Materials provided:
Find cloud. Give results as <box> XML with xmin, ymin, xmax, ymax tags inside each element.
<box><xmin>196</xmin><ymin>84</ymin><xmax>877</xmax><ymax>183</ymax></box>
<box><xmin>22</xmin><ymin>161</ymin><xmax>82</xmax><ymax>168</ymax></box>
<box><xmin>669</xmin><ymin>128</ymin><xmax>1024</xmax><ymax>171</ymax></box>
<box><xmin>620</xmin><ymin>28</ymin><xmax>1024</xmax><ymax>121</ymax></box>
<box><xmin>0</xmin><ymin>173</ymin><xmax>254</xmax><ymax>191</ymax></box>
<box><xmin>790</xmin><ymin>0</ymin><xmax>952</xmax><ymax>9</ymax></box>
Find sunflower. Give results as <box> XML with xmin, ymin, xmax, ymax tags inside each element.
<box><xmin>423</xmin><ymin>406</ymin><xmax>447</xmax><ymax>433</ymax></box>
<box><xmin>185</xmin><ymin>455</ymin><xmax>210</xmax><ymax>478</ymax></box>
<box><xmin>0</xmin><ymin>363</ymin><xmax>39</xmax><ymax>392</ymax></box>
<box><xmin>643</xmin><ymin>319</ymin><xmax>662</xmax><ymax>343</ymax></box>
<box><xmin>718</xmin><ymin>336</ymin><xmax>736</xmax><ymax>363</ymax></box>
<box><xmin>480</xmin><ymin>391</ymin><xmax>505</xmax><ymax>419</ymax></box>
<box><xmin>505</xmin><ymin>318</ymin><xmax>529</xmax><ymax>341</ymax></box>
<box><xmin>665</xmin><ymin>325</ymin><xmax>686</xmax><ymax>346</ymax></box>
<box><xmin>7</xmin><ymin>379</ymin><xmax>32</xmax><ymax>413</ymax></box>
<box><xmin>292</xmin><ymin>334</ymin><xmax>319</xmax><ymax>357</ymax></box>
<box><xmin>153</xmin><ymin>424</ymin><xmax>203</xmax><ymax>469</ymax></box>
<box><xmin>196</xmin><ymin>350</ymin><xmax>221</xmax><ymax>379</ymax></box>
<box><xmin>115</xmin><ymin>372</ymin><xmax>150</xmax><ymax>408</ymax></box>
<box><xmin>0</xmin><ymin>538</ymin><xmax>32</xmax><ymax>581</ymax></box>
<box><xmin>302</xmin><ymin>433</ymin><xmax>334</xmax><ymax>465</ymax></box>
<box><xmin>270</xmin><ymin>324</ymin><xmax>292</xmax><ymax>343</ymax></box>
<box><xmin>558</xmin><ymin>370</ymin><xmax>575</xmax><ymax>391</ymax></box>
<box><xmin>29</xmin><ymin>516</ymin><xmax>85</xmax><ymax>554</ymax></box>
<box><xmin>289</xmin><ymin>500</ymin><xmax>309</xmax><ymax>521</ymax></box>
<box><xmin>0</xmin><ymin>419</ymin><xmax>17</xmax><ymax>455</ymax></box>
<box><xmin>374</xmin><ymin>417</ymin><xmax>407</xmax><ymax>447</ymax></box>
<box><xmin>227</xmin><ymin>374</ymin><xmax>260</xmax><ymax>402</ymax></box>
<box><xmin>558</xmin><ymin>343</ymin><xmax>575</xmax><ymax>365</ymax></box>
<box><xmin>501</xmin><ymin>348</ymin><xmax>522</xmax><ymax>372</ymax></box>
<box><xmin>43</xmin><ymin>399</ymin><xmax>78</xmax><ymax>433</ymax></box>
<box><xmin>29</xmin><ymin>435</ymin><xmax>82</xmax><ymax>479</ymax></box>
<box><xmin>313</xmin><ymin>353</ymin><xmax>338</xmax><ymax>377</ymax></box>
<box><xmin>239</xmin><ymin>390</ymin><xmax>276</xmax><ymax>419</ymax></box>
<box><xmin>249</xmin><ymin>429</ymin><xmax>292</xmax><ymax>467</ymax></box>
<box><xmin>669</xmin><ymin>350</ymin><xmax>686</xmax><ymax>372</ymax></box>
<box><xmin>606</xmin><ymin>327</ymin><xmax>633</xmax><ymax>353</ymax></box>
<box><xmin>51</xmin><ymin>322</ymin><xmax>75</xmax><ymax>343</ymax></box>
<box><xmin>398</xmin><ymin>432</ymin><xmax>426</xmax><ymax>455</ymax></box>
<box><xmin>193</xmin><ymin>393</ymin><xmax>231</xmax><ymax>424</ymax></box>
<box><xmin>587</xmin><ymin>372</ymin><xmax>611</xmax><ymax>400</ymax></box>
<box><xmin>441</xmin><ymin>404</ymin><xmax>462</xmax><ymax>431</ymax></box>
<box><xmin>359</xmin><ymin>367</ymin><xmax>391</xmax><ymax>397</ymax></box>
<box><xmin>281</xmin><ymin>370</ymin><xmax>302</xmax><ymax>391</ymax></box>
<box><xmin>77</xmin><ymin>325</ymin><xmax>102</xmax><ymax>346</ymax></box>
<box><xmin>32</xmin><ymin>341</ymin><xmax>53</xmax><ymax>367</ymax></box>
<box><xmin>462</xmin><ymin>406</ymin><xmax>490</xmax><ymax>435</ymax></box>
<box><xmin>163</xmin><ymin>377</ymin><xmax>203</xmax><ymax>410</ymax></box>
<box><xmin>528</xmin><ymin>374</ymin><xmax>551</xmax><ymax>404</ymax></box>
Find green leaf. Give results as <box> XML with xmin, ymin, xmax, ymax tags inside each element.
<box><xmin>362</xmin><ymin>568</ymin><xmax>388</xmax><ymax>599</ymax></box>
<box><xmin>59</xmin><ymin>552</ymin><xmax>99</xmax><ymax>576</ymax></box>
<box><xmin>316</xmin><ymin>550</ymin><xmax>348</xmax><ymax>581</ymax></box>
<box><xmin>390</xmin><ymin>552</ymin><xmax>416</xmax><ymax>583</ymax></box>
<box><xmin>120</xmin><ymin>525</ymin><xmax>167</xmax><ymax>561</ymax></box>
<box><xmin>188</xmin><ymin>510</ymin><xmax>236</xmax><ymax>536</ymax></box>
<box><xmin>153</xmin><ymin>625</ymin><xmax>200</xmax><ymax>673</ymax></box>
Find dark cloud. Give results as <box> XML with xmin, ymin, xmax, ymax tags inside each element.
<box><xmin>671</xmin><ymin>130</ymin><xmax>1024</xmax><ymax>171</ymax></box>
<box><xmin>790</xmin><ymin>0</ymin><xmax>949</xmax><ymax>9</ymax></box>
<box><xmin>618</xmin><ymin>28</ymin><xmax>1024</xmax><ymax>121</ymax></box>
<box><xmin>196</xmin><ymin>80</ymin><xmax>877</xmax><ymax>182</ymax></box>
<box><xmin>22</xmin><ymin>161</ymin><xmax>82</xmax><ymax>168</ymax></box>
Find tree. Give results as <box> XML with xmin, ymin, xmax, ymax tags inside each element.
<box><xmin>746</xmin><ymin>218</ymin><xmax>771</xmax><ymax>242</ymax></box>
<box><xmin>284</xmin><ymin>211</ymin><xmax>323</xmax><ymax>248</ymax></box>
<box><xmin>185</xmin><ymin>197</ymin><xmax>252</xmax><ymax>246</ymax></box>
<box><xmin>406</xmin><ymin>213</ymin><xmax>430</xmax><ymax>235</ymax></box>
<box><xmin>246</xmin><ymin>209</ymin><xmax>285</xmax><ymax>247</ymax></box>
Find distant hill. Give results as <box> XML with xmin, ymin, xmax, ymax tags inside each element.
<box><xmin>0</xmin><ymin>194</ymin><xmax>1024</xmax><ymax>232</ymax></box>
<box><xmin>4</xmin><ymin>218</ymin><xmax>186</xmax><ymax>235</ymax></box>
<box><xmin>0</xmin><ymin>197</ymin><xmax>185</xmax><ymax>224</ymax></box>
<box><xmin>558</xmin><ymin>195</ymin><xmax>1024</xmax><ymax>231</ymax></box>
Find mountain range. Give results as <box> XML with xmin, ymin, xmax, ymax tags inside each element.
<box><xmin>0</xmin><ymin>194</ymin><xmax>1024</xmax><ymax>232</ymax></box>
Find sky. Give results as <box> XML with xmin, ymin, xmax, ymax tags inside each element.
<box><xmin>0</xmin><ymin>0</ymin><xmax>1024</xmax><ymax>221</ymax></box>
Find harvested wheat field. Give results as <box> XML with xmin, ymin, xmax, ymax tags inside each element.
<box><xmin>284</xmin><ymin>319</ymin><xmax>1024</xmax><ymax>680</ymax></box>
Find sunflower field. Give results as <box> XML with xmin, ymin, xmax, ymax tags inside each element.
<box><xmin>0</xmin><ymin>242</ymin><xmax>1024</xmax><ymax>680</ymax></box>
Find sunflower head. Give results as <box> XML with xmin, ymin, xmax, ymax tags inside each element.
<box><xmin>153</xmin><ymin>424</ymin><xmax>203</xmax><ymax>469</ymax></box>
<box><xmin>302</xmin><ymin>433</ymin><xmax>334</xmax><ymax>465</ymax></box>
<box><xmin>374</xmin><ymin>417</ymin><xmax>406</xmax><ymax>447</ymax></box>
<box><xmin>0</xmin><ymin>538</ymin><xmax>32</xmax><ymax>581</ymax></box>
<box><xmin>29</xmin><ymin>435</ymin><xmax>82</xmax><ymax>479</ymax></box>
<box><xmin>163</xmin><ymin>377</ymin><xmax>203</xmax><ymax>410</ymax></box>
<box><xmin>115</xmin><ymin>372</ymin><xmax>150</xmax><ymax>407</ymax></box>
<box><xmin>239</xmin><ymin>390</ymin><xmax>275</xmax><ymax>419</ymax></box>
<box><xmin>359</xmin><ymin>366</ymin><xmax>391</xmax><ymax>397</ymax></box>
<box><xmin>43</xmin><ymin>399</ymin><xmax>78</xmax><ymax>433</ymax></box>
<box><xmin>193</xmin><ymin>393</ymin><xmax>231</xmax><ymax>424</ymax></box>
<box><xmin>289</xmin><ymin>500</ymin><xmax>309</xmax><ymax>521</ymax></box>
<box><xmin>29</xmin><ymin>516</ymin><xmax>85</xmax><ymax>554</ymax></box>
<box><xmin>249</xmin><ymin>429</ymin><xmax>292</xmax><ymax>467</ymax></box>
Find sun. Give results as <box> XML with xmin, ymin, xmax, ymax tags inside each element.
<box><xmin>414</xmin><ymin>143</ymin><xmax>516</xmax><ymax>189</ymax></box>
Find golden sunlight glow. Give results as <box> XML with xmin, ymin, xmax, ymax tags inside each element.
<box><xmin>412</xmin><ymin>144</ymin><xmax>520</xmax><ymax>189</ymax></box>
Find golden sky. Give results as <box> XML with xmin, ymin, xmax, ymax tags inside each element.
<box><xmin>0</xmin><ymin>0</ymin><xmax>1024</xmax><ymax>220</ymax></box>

What needs to be done: Pick out each line in the entries above that contains the string "sunflower" and copy every such line in full.

Answer to the problem:
Find sunflower. Give results as <box> XML with xmin, ymin, xmax, ymax tags inside each element.
Find sunflower field. Give results as <box> XML with xmin, ymin, xmax, ymax tags inside each element.
Find sunflower head. Give results as <box> XML with xmin, ymin, xmax, ymax tags inside each element.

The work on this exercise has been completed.